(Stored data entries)
◆ ◆ ◆ ◆ ◆ ◆ ◆

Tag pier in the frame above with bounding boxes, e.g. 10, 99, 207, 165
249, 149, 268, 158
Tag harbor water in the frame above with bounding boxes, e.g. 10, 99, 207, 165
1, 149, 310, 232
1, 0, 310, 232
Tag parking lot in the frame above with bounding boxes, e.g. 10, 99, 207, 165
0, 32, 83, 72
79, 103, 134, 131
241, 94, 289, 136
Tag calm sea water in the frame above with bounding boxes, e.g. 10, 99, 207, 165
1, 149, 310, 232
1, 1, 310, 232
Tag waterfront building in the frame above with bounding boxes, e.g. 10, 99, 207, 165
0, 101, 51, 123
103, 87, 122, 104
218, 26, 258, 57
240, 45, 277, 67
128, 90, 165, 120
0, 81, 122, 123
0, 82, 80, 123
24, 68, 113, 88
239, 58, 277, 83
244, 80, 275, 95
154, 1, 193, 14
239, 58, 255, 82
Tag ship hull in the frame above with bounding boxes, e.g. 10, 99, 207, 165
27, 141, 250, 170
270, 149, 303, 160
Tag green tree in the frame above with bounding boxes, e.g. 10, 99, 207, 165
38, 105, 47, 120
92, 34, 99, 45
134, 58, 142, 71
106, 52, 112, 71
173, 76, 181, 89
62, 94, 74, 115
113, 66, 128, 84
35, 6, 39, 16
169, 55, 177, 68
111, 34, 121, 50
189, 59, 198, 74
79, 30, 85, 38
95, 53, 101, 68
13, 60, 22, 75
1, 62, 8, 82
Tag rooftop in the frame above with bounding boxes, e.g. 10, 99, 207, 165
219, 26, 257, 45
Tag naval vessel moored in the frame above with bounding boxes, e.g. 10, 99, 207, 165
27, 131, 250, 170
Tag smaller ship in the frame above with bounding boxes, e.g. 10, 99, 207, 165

◆ ◆ ◆ ◆ ◆ ◆ ◆

Output exactly what runs from the line with "Tag naval vessel" to the final line above, both lines included, and nothing else.

Answer to the exercise:
Tag naval vessel moored in the frame above with bounding boxes, e.g. 10, 99, 207, 165
27, 131, 250, 170
Tag smaller ship in the frame above with bounding boxes, e.g. 10, 99, 207, 165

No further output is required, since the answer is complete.